Tekstfragment
☆ ☆ ☆ ☆

Categoriearchief: Uit de nalatenschap

Momenteel werkt Mario Molegraaf aan de biografie van Hans Warren. Op zijn ontdekkingstocht door het leven van Warren stuit hij regelmatig op interessante vondsten. Op de eerste dag van elke maand deelt hij zo’n vondst met de bezoekers van onze website.

Uit de nalatenschap van Hans Warren 122 ~ Scheiden

‘Scheiden doet lijden’ wil een bekend lied van een eeuw geleden. Ik kan erover meepraten. ‘Lang kan het duren/ Eer je vergeet/ Iets wat je lief was/ Gaat van je heen,’ vervolgt de liedtekst. En dan het schuldgevoel over wat je hebt uitgehaald. Terwijl je de grootste moeite hebt om deze emotieorkaan te doorstaan, wordt ook nog eens een enorm beroep gedaan op je praktische vaardigheden. Hans Warrens echtscheiding verliep anders dan andere echtscheidingen. Er waren dan misschien tranen en vermoeienis toen Helen Warren-Ferguson vertrok, maar je bespeurt bij haar (ex-)man niets van de scheiden-doet-lijden stemming. Zij maakte het hem bovendien zeer eenvoudig, ze regelde alles en liet de echtelijke woning aan hem over. Hij hoefde niets in zijn leven te veranderen, er waren alleen wat geliefde voorwerpen verdwenen. Op een stuk of tien kladblaadjes maakte Hans Warren notities over de verdeling van de inboedel. Helen bleef in het bezit van onder meer juwelen, auto en wasmachine. Aan het begin van hun huwelijk, 28 mei 1952, hadden Hans A.M. Warren en Helen M. Ferguson een kaartje laten drukken. Het huwelijk eindigde stilletjes op 1 augustus 1975. De documenten van de scheiding zijn er nog, geproduceerd door de rechtbank en door de advocaat van Helen, mr. Vermaas, die de gij-vorm bezigt. En natuurlijk is er de opmerking in Hans Warrens dagboek toen zij vertelde te willen scheiden: ‘Ik kan wel dansen, maar ik houd voorlopig mijn trieste masker op.’ Ook door die houding lijkt zijn scheiding de simpelste scheiding uit de wereldgeschiedenis te zijn geweest.

☆ ☆ ☆ ☆

Aangeleverde gegevens
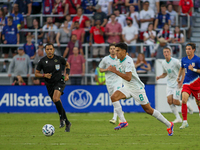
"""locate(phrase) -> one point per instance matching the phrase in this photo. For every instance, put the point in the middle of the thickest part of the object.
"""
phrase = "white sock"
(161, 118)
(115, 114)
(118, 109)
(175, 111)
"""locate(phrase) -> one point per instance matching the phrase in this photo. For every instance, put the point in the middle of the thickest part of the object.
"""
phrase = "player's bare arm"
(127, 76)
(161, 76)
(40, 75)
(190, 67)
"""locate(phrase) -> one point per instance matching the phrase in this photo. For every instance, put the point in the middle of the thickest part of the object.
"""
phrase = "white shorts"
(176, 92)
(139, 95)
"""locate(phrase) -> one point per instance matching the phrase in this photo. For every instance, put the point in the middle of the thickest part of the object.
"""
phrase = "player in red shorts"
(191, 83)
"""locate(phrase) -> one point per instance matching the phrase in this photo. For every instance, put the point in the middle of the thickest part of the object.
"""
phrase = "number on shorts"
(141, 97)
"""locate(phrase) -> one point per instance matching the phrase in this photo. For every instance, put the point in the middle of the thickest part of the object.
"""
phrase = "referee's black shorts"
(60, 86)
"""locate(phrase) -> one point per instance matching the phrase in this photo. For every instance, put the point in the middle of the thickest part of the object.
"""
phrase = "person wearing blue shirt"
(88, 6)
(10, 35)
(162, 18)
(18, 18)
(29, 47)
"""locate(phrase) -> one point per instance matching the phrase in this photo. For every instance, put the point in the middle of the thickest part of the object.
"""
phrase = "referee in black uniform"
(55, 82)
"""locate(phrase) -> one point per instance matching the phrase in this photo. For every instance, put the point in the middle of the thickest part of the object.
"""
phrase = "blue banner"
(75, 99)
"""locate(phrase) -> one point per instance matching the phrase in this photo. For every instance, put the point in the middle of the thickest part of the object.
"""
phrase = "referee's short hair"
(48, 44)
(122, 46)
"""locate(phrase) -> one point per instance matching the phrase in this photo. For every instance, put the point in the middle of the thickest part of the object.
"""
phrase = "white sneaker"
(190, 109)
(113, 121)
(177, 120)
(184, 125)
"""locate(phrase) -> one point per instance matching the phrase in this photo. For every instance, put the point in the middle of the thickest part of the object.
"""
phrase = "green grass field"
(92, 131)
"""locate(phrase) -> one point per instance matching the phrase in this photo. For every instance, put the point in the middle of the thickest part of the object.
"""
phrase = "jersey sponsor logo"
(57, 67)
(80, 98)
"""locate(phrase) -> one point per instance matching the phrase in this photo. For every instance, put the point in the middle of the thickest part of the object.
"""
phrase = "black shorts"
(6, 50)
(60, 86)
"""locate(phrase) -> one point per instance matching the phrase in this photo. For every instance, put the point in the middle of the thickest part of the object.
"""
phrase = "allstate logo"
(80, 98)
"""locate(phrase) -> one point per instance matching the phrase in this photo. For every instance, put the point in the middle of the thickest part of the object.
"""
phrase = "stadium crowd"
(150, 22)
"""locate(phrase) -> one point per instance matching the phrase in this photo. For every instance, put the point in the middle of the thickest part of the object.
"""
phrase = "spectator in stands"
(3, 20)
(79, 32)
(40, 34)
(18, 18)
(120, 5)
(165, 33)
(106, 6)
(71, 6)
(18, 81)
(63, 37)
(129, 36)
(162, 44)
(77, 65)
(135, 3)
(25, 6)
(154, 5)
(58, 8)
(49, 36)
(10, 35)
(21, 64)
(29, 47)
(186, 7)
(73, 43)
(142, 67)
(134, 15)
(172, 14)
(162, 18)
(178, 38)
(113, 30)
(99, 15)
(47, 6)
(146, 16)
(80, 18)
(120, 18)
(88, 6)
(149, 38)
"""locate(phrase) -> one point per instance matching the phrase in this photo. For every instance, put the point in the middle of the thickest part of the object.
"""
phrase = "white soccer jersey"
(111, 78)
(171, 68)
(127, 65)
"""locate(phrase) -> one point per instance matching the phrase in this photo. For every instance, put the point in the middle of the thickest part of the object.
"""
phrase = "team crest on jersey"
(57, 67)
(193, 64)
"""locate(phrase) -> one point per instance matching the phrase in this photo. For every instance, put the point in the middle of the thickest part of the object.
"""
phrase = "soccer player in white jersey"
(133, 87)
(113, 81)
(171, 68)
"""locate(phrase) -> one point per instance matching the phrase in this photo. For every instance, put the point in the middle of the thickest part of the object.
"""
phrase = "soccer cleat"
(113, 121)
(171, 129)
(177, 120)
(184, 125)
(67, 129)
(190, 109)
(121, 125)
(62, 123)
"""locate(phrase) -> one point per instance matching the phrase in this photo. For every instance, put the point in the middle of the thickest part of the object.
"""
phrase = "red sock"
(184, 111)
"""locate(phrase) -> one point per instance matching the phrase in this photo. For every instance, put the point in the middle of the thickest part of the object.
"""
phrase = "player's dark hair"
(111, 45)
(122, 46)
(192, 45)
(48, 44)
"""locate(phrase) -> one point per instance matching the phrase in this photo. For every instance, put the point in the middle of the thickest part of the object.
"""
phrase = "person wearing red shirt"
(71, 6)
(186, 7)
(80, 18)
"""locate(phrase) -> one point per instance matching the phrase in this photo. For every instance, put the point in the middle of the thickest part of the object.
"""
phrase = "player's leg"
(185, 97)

☆ ☆ ☆ ☆

Korte oefening 1
Neem uit het tekstfragment over de scheiding van Hans Warren letterlijk het stuk over tussen "Categoriearchief: Uit de" en "van onze website.", beide inbegrepen.
Korte oefening 2
Hoeveel regels in de gegevens bevatten de tekenreeks "white"? Noem alleen het aantal en houd rekening met hoofdletters en kleine letters.

Schriftelijk antwoord 1
Categoriearchief: Uit de nalatenschap

Momenteel werkt Mario Molegraaf aan de biografie van Hans Warren. Op zijn ontdekkingstocht door het leven van Warren stuit hij regelmatig op interessante vondsten. Op de eerste dag van elke maand deelt hij zo’n vondst met de bezoekers van onze website.

Schriftelijk antwoord 2
5